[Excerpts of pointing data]
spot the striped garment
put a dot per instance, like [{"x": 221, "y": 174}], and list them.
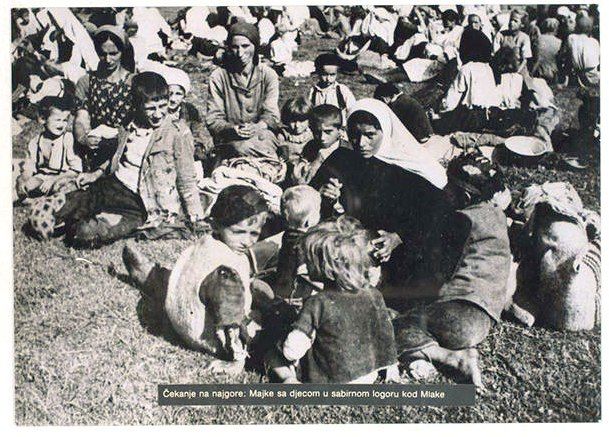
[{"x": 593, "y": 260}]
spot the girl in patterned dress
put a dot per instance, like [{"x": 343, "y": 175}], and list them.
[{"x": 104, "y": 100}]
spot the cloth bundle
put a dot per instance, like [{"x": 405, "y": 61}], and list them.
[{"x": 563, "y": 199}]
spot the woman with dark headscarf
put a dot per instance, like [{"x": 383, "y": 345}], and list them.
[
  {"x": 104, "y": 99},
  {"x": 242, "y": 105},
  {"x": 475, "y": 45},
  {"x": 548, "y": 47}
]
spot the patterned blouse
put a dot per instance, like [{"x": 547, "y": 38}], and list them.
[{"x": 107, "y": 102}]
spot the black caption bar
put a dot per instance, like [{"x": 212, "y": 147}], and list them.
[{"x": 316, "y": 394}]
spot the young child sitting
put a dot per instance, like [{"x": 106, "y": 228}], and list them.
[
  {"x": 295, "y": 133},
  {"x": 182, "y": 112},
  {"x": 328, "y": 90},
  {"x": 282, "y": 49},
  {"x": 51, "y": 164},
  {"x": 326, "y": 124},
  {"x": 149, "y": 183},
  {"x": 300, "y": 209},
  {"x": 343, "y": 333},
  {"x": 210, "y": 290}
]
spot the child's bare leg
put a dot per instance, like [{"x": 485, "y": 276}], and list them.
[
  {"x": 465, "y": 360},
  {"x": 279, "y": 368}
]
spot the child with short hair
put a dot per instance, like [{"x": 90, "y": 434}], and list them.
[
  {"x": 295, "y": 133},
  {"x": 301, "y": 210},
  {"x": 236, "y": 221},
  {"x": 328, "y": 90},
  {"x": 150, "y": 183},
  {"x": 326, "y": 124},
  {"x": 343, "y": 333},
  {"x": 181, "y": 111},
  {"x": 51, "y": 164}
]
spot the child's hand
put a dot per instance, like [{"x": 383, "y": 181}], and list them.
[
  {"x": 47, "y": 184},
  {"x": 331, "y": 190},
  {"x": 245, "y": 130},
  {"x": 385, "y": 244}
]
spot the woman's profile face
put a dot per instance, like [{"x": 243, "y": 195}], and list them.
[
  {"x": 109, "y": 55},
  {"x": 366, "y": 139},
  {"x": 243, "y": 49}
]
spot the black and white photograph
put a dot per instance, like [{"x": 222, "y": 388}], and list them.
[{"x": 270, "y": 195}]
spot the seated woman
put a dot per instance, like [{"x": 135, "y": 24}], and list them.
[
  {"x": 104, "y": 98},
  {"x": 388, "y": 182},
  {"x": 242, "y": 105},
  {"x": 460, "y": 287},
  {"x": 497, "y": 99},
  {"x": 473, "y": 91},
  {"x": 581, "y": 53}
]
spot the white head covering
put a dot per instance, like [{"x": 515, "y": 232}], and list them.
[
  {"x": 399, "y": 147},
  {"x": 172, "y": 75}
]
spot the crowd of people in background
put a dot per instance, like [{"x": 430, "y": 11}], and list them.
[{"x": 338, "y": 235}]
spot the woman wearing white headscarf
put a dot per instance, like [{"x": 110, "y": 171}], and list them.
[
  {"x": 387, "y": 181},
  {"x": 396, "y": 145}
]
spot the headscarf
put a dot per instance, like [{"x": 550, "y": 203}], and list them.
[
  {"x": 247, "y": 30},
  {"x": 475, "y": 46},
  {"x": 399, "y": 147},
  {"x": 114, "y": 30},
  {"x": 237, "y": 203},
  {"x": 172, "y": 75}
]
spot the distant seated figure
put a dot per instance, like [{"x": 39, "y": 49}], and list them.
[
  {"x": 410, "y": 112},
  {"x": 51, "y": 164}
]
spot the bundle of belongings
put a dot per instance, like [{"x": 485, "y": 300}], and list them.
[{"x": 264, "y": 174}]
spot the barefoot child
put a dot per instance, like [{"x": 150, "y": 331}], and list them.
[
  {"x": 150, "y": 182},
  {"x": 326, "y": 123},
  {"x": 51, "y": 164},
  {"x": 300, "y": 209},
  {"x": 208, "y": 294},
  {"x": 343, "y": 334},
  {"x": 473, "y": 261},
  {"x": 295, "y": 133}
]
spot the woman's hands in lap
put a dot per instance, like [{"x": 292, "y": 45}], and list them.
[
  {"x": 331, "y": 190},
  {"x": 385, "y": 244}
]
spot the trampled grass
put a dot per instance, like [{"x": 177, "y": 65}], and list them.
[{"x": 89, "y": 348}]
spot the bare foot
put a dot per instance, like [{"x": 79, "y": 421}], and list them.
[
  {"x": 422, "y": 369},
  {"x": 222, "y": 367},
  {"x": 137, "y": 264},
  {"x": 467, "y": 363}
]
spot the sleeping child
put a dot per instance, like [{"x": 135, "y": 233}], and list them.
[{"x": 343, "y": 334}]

**GIVEN PROBLEM**
Begin with the line that contains "spot the distant seated figure" and end with the last line of the records; set down every line in that span exactly, and nothing else.

**COMPLETE RESPONSE**
spot the distant seated figure
put a dot per instance, like [{"x": 39, "y": 49}], and list them.
[
  {"x": 410, "y": 112},
  {"x": 51, "y": 164}
]
spot the bundle of belongings
put a dot per instance, like [{"x": 485, "y": 300}], and list them.
[{"x": 264, "y": 174}]
spot the barefoot child
put a dot per instance, like [{"x": 150, "y": 331}], and list them.
[
  {"x": 150, "y": 182},
  {"x": 326, "y": 123},
  {"x": 51, "y": 164},
  {"x": 300, "y": 209},
  {"x": 208, "y": 294},
  {"x": 343, "y": 334},
  {"x": 473, "y": 261},
  {"x": 295, "y": 133}
]
spot the woman's hands in lap
put a dot per instance, like [{"x": 292, "y": 45}], and list them.
[
  {"x": 331, "y": 190},
  {"x": 385, "y": 244}
]
spot the trampled grass
put a dot per instance, like [{"x": 177, "y": 65}], and list them.
[{"x": 89, "y": 348}]
spot the bare foot
put a dot per instance, like [{"x": 79, "y": 421}], and list them.
[
  {"x": 422, "y": 369},
  {"x": 222, "y": 367},
  {"x": 137, "y": 264},
  {"x": 467, "y": 363}
]
spot the sleeping child
put a dot per instance, like [{"x": 135, "y": 233}], and list them.
[{"x": 343, "y": 334}]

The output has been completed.